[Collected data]
---------------
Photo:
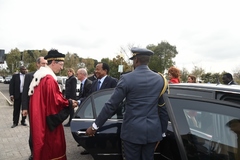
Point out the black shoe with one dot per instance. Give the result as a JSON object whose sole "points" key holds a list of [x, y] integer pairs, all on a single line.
{"points": [[84, 152], [14, 125], [67, 125], [30, 157], [23, 124]]}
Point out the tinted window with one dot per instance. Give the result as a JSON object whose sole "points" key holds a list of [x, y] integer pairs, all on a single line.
{"points": [[203, 128], [94, 104]]}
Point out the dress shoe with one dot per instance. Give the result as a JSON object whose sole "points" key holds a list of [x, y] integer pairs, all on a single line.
{"points": [[30, 157], [84, 152], [14, 125], [67, 125], [23, 124]]}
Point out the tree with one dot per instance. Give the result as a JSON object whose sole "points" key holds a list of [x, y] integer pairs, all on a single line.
{"points": [[13, 60], [198, 71], [113, 65], [236, 76], [163, 56], [184, 75]]}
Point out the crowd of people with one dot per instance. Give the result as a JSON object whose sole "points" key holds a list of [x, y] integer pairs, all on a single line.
{"points": [[40, 89]]}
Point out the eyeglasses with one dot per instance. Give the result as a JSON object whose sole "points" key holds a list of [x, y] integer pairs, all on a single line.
{"points": [[60, 63]]}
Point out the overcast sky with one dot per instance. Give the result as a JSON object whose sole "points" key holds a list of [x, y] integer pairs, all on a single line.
{"points": [[206, 33]]}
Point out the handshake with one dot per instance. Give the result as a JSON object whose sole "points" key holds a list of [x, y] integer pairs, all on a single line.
{"points": [[74, 103]]}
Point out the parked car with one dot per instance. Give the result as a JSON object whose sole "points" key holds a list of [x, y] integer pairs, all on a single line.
{"points": [[199, 126], [7, 79], [1, 79]]}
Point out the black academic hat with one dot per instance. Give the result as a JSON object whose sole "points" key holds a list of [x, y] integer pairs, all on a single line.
{"points": [[54, 55], [140, 51]]}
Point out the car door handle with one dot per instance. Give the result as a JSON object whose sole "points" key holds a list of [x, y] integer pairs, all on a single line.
{"points": [[83, 133]]}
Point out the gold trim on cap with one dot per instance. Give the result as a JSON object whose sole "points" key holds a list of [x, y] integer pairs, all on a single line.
{"points": [[134, 54], [56, 59]]}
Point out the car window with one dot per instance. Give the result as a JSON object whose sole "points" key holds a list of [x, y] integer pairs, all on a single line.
{"points": [[85, 111], [94, 104], [204, 128]]}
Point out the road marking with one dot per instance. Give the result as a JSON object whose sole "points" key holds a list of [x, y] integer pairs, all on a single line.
{"points": [[9, 102]]}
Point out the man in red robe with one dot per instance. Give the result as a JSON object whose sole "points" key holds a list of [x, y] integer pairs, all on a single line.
{"points": [[49, 109]]}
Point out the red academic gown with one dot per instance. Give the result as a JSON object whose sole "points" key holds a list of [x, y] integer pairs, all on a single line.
{"points": [[174, 80], [47, 100]]}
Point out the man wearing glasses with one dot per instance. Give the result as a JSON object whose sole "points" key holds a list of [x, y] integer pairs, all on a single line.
{"points": [[49, 110]]}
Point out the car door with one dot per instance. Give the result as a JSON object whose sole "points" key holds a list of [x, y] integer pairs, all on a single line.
{"points": [[202, 127], [106, 144]]}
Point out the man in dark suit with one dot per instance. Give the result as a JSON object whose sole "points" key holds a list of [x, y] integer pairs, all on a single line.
{"points": [[142, 126], [85, 85], [15, 90], [70, 91], [41, 62], [103, 80]]}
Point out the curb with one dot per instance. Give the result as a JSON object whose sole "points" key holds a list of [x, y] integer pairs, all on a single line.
{"points": [[9, 102]]}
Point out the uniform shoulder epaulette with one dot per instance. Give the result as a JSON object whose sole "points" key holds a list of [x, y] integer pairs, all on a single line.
{"points": [[165, 85]]}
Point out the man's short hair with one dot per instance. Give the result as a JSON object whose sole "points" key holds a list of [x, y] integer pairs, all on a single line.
{"points": [[228, 75], [105, 66]]}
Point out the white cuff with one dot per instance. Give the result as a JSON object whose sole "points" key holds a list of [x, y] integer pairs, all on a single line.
{"points": [[94, 126], [163, 135]]}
---------------
## ABOUT THIS TASK
Each record must be repeated verbatim, and no picture may appear in the copy.

## REPLY TO THE EXERCISE
Photo:
Point out the black shoe with one dot per instance. Give the result as a JSON object whose sole "points" key holds a list of [x, y] integer pairs, all on a single line.
{"points": [[84, 152], [14, 125], [67, 125], [30, 157], [23, 124]]}
Point out the tinted window with one dot per instance. Give the result as a JSON object whose sole "points" key holds a list of [x, y] integer pairs, all on a single line.
{"points": [[203, 128], [94, 104]]}
Point out the dress shoe with one dot per instance. Give the result as a JSON object whose sole "points" key holds a list of [x, y] integer pairs, all on a single line.
{"points": [[30, 157], [84, 152], [14, 125], [67, 125], [23, 124]]}
Point out the tree with one dot per instance. Give the result as a JSON object whose sole "points" key holds a list of [x, y] integer pairs, all on a single line.
{"points": [[13, 60], [198, 71], [113, 65], [236, 76], [163, 56], [184, 75]]}
Point out the crowd of people with one dot per instance. Give the result as a JSON object whose sole "points" key holds a list of [x, y] integer pairs, all on a single line.
{"points": [[40, 89]]}
Point out the eyeglasses with one dot per instance. Give the result as a JSON object whose sole "points" key holds a list of [x, y] integer pairs, all on a single line.
{"points": [[60, 63]]}
Point out the overcast sky with one dot per instance. Give the result as a JSON object whose sole "points" key holds a list of [x, y] integer pairs, all on a single line.
{"points": [[206, 33]]}
Point out the handshake with one dot per instance. Give the result as a JSON object whose sole "points" key holds a list of [x, y] integer pairs, all on a single line.
{"points": [[74, 103]]}
Point out the parked car with one dot per instance. Give the result as a JSON object whose sole "points" key holds a list of [x, y] integer pairs, all on a single line.
{"points": [[199, 126], [7, 79], [1, 79]]}
Point out the black academic hat with one dot per instance. Give the result as a JSON object whose sole "points" key holds a list of [x, y] integer pairs, all on a single line.
{"points": [[54, 55], [140, 51]]}
Point out the car door handle with one dot per instance. Give the result as a JSON object whose sole "points" key holds a list of [x, y] integer pairs, all on a single line.
{"points": [[83, 133]]}
Point out the gold trim on cap with one dot per instance. Give the result as a JSON object whose sole "points" key holds a list of [x, y] integer pairs, all on a single line.
{"points": [[134, 54], [56, 59]]}
Point out the car window with one dot per instance. Give the result as a JSON object whose sole "points" key holds a list of [x, y] integer pairs, all on a single line.
{"points": [[85, 111], [94, 104], [204, 128]]}
Point out the road marking with one dot per instance. Give the result as a JSON object whose sole "points" key holds a list of [x, y] integer pairs, all on a single line.
{"points": [[9, 102]]}
Point out the man in red robe with one dot per instance. Give the result as a JSON object whose sole "points" key holds a list of [x, y] integer pairs, all on a single line.
{"points": [[49, 109]]}
Point out the red academic gown with one dot per instance. Give the result as a JSON object whose sole "points" key holds a list of [x, y] integer pairs, all on a single line.
{"points": [[174, 80], [47, 100]]}
Point out the man wearing glasses with one dot per instance. Give the result as a JSON object whose sole "points" key holds a list of [x, y] integer pairs, all on a single line.
{"points": [[49, 110]]}
Point out the car door with one dot per instance. Give the result as a JSON object whose sole "points" key holds a list of [x, y] integer pairs, all on a single line.
{"points": [[202, 127], [106, 144]]}
Point out the man in dark suit with one dot per instance. Give the result as a JSON object whose sole "points" key holds a list of [x, y] integer pairs, all on a single line.
{"points": [[142, 126], [85, 85], [15, 90], [70, 91], [41, 62], [103, 80]]}
Point out the curb with one dot per instance. Give the result as a JSON object whose sole "points" key holds a list of [x, y] integer pairs, all on a single line.
{"points": [[9, 102]]}
Point out the uniform shoulder epaulette with one dot per instance. Give the result as a JSON object whose sole "points" key holds a list of [x, y] integer pairs, all on a single line.
{"points": [[165, 85]]}
Point out the man's short hair with one dot per instance. Give the result as a JSON object whose sole "points" key holds a list of [x, y] integer pairs, all on a single line.
{"points": [[228, 75], [105, 66]]}
Point out the white cuff with one dot per instance. Give the result as a JSON object whose sole "points" key holds a list of [x, y] integer pairs, all on a single line.
{"points": [[94, 126], [163, 135]]}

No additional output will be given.